The problem:
Each line from the one holding "Identify a point for each instance of the purple allium" to the last line below must be written out exactly, with no other output.

Data under study:
---
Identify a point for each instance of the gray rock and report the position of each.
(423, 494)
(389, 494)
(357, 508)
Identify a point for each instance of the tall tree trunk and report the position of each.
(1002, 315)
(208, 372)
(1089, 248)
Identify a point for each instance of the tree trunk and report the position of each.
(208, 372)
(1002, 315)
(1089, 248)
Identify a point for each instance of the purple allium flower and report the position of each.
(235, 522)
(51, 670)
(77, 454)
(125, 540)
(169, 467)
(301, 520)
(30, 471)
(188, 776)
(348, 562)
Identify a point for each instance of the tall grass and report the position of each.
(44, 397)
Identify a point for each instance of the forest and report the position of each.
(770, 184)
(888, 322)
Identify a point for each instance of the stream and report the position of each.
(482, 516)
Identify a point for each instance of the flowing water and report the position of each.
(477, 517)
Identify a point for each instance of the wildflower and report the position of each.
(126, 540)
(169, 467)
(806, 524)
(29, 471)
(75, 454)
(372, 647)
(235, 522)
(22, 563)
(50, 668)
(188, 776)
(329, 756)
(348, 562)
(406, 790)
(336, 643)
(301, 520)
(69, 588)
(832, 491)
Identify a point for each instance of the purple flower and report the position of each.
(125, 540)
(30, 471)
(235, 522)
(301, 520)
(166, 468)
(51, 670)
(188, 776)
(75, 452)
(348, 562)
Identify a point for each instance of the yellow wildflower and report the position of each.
---
Solution:
Identify a point for each instance of the purple allium flower and report the position of each.
(235, 522)
(51, 670)
(77, 454)
(125, 540)
(169, 467)
(301, 520)
(30, 471)
(188, 776)
(348, 562)
Identify a point for each instance of the tall grass and report the position of each.
(44, 397)
Identify a point for each instance of the forest and report the position of each.
(770, 184)
(888, 322)
Identify a point for each instance of the stream and report the position of each.
(482, 516)
Identify a point for each instance of the flowing water and report the position of each.
(477, 517)
Identify a point for each instance of the wildflower and report the position of each.
(126, 540)
(169, 467)
(806, 524)
(29, 471)
(75, 454)
(372, 647)
(235, 522)
(22, 563)
(50, 668)
(188, 776)
(329, 756)
(348, 562)
(406, 790)
(336, 643)
(301, 520)
(69, 588)
(832, 491)
Identify a point for each instance of the purple flower and report the position of each.
(125, 540)
(30, 471)
(235, 522)
(301, 520)
(166, 468)
(51, 670)
(188, 776)
(75, 452)
(348, 562)
Identify a point for each instance of the yellow wildflower and report the position of each.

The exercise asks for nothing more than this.